YOUR ASSIGNMENT:
All of the data must be output without alteration.

Top of SUPPLIED INFORMATION

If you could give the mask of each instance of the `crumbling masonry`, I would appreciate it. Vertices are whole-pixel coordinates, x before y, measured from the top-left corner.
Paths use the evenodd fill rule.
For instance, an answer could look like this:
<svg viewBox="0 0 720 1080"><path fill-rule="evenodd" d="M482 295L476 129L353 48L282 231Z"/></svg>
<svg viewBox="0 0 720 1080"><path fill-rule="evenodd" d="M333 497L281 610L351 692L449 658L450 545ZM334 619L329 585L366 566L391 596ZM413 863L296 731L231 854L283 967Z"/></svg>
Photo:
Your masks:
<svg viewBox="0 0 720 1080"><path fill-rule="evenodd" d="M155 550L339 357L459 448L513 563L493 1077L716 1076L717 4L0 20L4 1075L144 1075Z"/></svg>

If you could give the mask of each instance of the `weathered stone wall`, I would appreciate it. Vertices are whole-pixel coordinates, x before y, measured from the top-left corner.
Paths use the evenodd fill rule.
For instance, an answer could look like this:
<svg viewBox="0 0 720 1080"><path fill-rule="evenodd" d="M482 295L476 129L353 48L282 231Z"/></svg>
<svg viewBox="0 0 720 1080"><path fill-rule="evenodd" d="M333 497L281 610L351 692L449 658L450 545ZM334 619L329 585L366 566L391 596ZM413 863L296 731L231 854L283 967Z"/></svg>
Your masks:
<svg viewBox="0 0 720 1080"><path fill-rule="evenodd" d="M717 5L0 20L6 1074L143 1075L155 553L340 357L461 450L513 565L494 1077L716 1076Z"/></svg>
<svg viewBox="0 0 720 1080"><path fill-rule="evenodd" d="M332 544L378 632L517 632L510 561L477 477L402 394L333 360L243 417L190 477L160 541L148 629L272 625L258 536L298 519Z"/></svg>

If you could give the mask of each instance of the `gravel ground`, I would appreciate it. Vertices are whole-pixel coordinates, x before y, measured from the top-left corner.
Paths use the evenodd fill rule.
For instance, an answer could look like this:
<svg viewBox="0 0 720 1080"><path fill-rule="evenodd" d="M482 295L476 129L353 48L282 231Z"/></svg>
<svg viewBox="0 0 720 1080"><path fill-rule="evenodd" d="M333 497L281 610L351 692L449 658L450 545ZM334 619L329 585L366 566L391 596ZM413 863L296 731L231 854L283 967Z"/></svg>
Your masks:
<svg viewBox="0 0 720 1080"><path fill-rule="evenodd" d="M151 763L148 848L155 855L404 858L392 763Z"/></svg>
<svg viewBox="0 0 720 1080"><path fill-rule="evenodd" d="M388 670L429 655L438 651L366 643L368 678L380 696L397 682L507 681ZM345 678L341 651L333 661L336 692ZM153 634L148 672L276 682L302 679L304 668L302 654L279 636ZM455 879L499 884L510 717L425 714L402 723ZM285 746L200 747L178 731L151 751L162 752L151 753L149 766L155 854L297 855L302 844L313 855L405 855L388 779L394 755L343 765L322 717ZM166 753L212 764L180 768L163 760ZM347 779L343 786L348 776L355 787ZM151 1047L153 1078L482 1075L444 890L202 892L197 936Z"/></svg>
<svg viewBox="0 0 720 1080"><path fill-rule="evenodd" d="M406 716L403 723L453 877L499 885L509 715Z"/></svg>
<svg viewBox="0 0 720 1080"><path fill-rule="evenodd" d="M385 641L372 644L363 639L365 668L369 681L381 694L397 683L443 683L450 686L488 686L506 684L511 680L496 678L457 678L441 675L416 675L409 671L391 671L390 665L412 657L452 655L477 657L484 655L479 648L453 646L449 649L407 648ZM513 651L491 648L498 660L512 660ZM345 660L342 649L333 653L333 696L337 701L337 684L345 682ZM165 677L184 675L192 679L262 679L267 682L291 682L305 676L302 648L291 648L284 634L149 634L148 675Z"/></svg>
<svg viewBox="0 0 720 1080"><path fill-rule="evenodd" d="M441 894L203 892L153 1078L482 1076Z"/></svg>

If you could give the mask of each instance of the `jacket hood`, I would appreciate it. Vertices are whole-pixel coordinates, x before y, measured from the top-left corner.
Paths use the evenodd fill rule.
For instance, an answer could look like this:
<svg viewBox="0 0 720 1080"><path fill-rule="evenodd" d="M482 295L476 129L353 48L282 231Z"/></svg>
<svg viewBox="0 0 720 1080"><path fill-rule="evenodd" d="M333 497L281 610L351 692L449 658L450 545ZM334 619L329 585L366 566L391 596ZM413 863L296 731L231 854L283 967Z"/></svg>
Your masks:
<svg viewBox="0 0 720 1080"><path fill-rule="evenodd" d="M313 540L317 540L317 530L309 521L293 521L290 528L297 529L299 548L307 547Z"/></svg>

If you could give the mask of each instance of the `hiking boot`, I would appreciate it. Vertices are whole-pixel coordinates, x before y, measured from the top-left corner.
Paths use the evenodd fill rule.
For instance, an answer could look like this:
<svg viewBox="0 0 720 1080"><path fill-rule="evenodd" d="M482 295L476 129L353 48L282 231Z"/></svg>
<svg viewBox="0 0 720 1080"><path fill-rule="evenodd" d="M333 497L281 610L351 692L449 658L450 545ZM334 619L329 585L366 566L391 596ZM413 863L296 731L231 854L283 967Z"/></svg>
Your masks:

Bottom of SUPPLIED INFORMATION

TASK OUTPUT:
If you could give the mask of each instance of the `crumbling masonry`, I would appreciate it. Vertices are whole-pixel coordinates, x before y, measured from the top-left corner.
Paths use the evenodd fill rule.
For instance, an answer could look like this:
<svg viewBox="0 0 720 1080"><path fill-rule="evenodd" d="M482 295L476 129L353 48L282 231Z"/></svg>
<svg viewBox="0 0 720 1080"><path fill-rule="evenodd" d="M333 497L281 610L351 692L449 658L450 545ZM334 619L329 585L366 566L391 596ZM413 863L296 731L231 854L283 967Z"/></svg>
Photo:
Your masks:
<svg viewBox="0 0 720 1080"><path fill-rule="evenodd" d="M155 550L339 357L459 448L513 563L493 1077L716 1076L717 4L0 20L4 1075L144 1075Z"/></svg>

If you could give the mask of each instance of the `weathered stone wall`, I would appreciate it. Vertices are whole-pixel coordinates, x before y, measured from the top-left corner.
Paths use the evenodd fill rule.
For instance, an answer could look like this:
<svg viewBox="0 0 720 1080"><path fill-rule="evenodd" d="M482 295L476 129L353 48L282 231Z"/></svg>
<svg viewBox="0 0 720 1080"><path fill-rule="evenodd" d="M333 497L281 610L351 692L449 658L450 545ZM334 619L329 585L366 566L391 596ZM413 863L296 731L231 854L283 967Z"/></svg>
Your masks:
<svg viewBox="0 0 720 1080"><path fill-rule="evenodd" d="M717 5L0 20L6 1074L143 1075L155 553L340 357L461 450L513 565L494 1077L716 1076Z"/></svg>
<svg viewBox="0 0 720 1080"><path fill-rule="evenodd" d="M332 544L378 632L517 632L510 561L477 477L402 394L333 360L243 417L190 477L160 541L148 629L272 625L258 536L298 519Z"/></svg>

If you could give the mask of each instance of the `gravel ground`, I would appreciate it. Vertices are whole-pixel coordinates, x before y, measured from the top-left corner.
Paths use the evenodd fill rule.
For instance, an answer could look like this:
<svg viewBox="0 0 720 1080"><path fill-rule="evenodd" d="M482 295L476 129L353 48L282 231Z"/></svg>
<svg viewBox="0 0 720 1080"><path fill-rule="evenodd" d="M333 497L281 610L351 692L449 658L450 545ZM334 619L329 585L366 566L391 596ZM413 863L296 731L231 854L283 967Z"/></svg>
Your masks:
<svg viewBox="0 0 720 1080"><path fill-rule="evenodd" d="M151 763L148 848L155 855L404 858L392 763Z"/></svg>
<svg viewBox="0 0 720 1080"><path fill-rule="evenodd" d="M388 670L429 655L438 651L366 643L368 678L380 696L397 682L507 681ZM345 678L341 651L333 661L336 692ZM153 634L148 672L276 682L302 679L304 668L302 654L279 636ZM455 879L499 884L510 717L425 714L402 723ZM285 746L200 747L178 731L151 751L162 752L151 753L149 766L155 854L297 855L302 844L313 855L405 855L388 779L394 755L343 765L322 717ZM166 753L212 764L180 768L163 760ZM347 779L343 786L348 776L355 787ZM151 1047L153 1078L482 1075L444 890L202 892L197 936Z"/></svg>
<svg viewBox="0 0 720 1080"><path fill-rule="evenodd" d="M406 716L403 723L453 877L499 885L509 715Z"/></svg>
<svg viewBox="0 0 720 1080"><path fill-rule="evenodd" d="M385 641L372 644L363 639L365 668L369 681L381 694L397 683L443 683L450 686L488 686L506 684L511 680L496 678L457 678L441 675L416 675L409 671L391 671L390 665L412 657L452 655L477 657L484 655L479 648L453 646L449 649L407 648ZM513 651L491 648L498 660L512 660ZM345 660L342 649L333 653L333 696L337 701L337 684L345 682ZM165 677L184 675L192 679L262 679L267 682L291 682L305 676L302 648L291 648L284 634L149 634L148 675Z"/></svg>
<svg viewBox="0 0 720 1080"><path fill-rule="evenodd" d="M441 894L203 892L153 1078L482 1076Z"/></svg>

If you could give the mask of each instance of the `jacket hood`, I would appreciate it. Vertices are whole-pixel coordinates, x before y, measured from the top-left corner.
Paths use the evenodd fill rule.
For instance, an answer could look like this:
<svg viewBox="0 0 720 1080"><path fill-rule="evenodd" d="M482 295L476 129L353 48L282 231Z"/></svg>
<svg viewBox="0 0 720 1080"><path fill-rule="evenodd" d="M333 497L281 610L351 692L449 658L450 545ZM334 619L329 585L366 566L391 596ZM413 863L296 731L231 854L283 967Z"/></svg>
Your masks:
<svg viewBox="0 0 720 1080"><path fill-rule="evenodd" d="M313 540L317 540L317 530L309 521L293 521L290 528L297 529L299 548L307 547Z"/></svg>

If you could give the mask of each instance of the `hiking boot`, I would appreciate it. Vertices are whole-pixel coordinates, x before y, measured from the top-left corner.
Paths use the evenodd fill rule.
For instance, an answer could look like this:
<svg viewBox="0 0 720 1080"><path fill-rule="evenodd" d="M482 295L476 129L353 48L282 231Z"/></svg>
<svg viewBox="0 0 720 1080"><path fill-rule="evenodd" d="M333 497L281 610L351 692L449 658L450 545ZM334 619L329 585L366 566L391 596ZM413 863L296 731L231 854L283 967Z"/></svg>
Your masks:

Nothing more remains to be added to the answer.